• Written instruction A:
In the courtship essay, list every outcome that the quoted article claims courtship lets a person avoid.
• Written instruction B:
Carry on the essay about courtship from the point where it stops.

• Page text:

########

Courtship doesn’t save you heartache. It amplifies it.

Courtship doesn’t save you heartache. It amplifies it. May 25, 2016

I recently came upon a link to an article on a conservative Christian website comparing courtship with dating. Skimming the piece, I noticed one bit in particular that I found troubling, having grown up in a courtship culture myself.

Benefits?

So what are the benefits of pursuing the possibility of marriage without becoming boyfriend/girlfriend?

You will be able to avoid having to:

— Experience the broken oneness and pain of one minute being someone’s partner and the next minute being their ex.

— Be the cause of someone experiencing the rejection, heartbreak and harm of being dumped.

— Experience or cause the public shame associated with an “official”, public boyfriend/girlfriend relationship breaking up.

— Waste precious childbearing years being “off the market” with a person who may not end up marrying you.

I’m sorry, what?

This article was written by blogger Rowina Seidler. I can’t find a bio, but her Facebook suggests that she married several years ago and now has a growing baby. I am curious how Seidler managed to avoid ever witnessing the fallout of a broken courtship. Courtship does not get rid of the pain of a breakup—not in the least! In many ways it can make it worse! And the idea that you avoid the “public shame” associated with a boyfriend and girlfriend breaking up? What even is that?! First, I’m not familiar with this public shame, but second, there is shame involved in an ended courtship—arguably far more shame than associated with a boyfriend and girlfriend breaking up!

Let me slow down for a moment and explain some of the concepts involved here. Those who promote courtship draw a variety of contrasts between courtship and dating. The basic most fundamental difference they point to is that courtship involves a couple getting to know each other with marriage in mind—to see if they are a good match—while dating is often more casual. This of course ignores the fact that dating often is getting to know each other with marriage in mind, to see if you’re a good match, but it’s true that plenty of couples date who aren’t at a place in their lives where they want to marry, so we’ll leave that be for now. Courtship generally also has more family and community involvement than dating.

Because a courtship is intended to end in marriage, starting a courtship is a very big deal. It’s not something you do lightly. An announcement of a courtship is in some ways similar to an announcement of an engagement. It has an enormous amount of gravitas. There is a lot invested in making the courtship work out, and if a courtship ends without leading to marriage, well, it’s tantamount to a failed engagement. I’ve seen courtship proponents argue that it shouldn’t be this way, that a courtship that ends without leading to marriage is not a “failed” courtship because the point of courtship is not to lead to marriage but rather to determine whether or not a couple should marry. While I understand that argument in theory, it doesn’t tend to feel that way in practice.

########

• Data lines:
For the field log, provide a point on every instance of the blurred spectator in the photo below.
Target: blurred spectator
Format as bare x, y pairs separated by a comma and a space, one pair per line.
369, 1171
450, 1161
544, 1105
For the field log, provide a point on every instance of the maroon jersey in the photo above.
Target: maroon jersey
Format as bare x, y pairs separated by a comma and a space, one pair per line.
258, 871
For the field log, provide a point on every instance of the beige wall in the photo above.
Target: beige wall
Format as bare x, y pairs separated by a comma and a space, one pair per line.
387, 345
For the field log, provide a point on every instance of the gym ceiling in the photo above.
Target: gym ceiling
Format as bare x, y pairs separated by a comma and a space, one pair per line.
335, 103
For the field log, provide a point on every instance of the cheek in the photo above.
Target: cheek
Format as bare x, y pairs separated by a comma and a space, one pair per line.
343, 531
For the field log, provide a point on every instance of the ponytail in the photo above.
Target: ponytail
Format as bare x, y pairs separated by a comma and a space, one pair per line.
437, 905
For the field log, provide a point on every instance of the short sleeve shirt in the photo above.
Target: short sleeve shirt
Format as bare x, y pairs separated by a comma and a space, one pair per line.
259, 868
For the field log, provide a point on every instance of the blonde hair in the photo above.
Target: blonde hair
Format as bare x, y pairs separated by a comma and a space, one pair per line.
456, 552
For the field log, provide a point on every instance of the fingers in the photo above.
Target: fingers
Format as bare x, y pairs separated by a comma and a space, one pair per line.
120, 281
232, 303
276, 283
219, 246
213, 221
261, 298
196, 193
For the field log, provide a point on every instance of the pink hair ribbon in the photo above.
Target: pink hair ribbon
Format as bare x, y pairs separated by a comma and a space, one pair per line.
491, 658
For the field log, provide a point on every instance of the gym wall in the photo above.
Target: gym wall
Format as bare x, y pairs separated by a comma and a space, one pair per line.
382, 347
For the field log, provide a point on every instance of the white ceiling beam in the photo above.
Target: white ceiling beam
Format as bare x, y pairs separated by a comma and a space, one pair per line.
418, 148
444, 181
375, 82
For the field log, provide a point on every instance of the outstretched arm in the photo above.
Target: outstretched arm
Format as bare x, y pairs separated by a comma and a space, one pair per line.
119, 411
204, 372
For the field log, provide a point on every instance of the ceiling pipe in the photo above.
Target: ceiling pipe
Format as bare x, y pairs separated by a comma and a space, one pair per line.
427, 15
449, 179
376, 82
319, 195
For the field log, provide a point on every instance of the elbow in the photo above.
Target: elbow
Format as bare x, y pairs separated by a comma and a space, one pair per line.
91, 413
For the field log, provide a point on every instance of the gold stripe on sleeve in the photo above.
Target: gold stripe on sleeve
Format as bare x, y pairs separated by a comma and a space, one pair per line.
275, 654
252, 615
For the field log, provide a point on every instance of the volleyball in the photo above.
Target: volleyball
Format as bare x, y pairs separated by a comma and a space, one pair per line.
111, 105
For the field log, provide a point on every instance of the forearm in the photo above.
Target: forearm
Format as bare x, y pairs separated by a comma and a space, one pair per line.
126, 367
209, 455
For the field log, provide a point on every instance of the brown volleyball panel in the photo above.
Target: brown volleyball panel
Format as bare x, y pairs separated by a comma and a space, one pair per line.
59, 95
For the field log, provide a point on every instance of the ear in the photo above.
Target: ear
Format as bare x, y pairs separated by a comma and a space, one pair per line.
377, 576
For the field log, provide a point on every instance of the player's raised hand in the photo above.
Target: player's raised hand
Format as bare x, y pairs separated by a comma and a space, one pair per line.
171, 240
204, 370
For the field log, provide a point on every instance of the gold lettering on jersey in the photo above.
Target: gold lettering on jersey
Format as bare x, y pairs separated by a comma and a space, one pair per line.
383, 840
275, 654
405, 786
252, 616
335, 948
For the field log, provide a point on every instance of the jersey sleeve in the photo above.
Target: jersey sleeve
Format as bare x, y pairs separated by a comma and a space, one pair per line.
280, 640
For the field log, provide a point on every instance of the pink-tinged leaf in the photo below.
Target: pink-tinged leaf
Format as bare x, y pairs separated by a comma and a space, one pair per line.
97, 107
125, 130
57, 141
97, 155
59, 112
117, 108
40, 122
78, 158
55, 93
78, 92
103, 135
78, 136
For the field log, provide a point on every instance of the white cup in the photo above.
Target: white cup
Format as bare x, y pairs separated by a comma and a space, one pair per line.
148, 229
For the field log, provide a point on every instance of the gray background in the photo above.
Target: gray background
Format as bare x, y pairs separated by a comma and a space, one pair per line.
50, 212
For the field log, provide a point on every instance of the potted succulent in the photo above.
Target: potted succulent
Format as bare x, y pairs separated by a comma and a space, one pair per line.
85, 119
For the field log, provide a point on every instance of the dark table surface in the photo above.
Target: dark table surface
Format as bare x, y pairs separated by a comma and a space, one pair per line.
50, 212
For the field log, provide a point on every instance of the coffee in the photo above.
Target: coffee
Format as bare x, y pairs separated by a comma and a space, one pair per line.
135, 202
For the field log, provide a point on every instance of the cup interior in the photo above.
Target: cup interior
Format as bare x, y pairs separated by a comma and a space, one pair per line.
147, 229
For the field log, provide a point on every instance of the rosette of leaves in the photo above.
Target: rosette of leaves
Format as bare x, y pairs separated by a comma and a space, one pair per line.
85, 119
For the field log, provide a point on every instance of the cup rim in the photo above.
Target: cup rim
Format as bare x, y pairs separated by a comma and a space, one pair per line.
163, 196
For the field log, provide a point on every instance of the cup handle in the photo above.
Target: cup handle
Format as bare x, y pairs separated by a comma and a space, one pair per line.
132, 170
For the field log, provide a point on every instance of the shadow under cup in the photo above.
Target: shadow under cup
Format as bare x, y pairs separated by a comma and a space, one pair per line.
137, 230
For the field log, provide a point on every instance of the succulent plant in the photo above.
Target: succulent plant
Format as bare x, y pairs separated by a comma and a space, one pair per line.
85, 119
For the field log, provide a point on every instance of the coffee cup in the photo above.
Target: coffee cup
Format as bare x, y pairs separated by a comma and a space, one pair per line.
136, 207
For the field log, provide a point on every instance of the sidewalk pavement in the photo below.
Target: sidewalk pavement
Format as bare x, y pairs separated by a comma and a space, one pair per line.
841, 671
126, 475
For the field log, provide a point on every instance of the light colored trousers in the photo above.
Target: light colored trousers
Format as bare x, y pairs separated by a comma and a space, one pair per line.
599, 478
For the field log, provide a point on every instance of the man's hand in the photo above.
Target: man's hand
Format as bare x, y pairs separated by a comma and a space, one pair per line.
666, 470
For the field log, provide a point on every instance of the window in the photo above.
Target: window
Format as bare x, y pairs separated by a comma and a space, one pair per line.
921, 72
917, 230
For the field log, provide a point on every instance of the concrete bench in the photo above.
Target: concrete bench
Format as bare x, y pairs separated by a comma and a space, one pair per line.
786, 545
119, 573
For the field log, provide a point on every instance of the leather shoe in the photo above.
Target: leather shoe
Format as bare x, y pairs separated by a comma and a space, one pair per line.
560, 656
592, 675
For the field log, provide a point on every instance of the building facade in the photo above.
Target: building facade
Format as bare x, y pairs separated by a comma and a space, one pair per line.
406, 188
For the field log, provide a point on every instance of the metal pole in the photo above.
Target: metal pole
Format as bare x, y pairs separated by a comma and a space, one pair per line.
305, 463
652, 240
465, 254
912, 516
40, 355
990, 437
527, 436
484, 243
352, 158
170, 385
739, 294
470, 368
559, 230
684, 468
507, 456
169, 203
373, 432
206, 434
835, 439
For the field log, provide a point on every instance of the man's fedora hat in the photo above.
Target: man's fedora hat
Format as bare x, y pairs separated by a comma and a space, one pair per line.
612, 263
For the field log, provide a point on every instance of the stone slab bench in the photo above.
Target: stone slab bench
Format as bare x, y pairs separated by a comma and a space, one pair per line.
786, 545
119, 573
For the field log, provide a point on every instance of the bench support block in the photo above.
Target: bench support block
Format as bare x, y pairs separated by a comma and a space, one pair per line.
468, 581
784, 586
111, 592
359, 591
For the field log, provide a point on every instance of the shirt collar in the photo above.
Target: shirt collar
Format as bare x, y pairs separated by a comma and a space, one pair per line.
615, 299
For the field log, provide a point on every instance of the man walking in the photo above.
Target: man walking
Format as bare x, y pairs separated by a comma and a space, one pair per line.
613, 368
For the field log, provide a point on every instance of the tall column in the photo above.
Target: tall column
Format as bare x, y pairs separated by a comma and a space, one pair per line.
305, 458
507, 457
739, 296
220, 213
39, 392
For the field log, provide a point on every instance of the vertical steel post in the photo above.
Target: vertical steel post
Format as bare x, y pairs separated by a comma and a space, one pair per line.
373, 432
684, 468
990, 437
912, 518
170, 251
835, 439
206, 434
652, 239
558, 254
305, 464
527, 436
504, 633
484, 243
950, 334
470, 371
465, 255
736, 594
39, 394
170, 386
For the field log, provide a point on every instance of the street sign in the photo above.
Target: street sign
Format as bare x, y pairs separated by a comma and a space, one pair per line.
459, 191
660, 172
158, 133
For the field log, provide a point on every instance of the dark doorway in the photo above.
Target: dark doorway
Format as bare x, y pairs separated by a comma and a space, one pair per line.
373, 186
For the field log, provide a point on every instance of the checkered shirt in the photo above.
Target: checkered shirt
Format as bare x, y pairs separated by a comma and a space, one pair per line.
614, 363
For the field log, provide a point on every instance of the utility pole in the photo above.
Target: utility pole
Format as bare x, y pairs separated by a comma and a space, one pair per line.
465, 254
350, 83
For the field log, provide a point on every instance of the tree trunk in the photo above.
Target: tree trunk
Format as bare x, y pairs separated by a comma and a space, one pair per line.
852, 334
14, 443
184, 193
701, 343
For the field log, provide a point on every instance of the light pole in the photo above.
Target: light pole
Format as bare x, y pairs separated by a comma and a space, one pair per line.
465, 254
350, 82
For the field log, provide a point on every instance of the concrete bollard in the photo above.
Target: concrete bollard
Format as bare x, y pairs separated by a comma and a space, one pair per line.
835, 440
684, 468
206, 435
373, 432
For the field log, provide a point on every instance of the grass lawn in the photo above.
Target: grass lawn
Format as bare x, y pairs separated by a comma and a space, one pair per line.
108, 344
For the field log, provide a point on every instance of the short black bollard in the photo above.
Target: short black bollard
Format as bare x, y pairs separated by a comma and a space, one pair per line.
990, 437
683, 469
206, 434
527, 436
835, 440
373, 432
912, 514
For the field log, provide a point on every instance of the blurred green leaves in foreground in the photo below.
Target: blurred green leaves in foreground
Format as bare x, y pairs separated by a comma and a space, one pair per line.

########

• Exercise response A:
- Experiencing the broken oneness and pain of being someone's partner one minute and their ex the next.
- Causing someone to experience the rejection, heartbreak and harm of being dumped.
- Experiencing or causing the public shame of an "official," public boyfriend/girlfriend relationship breaking up.
- Wasting precious childbearing years "off the market" with a person who may not end up marrying you.

• Exercise response B:
What I’m trying to get at is this: Breaking off a courtship is a much bigger deal than ending a boyfriend/girlfriend relationship precisely because courtship is and is intended to be a much bigger deal than dating. Think of the grief involved when a couple calls off an engagement. I realize that a courtship and an engagement are not identical, but there are a lot of similarities and this really is the biggest approximation for the feelings involved that I can find. It’s intense.

I’m not the only one to make such comparisons. Even conservative evangelical World Magazine has covered these problems. Take a look:

There’s the dilemma. Some guys will only ask a girl out if there’s a high degree of probability it will end in marriage. But some young women hate that pressure: “Saying yes to a date is not saying yes to a proposal.” College senior Susannah Foote felt that pressure. She is coming off a failed relationship: “It would have ended earlier without all the pressure. . . . You can’t hang out. You go from zero to 100, or people will talk.”

. . .

PHC student Hannah Farver invested: Now she is “coming off a failed relationship” and a realization that some of what she formerly preached about courtship doesn’t work. Since she didn’t believe in “casual dating,” she had to be either emotionally separate from the guy, or engaged to him . . .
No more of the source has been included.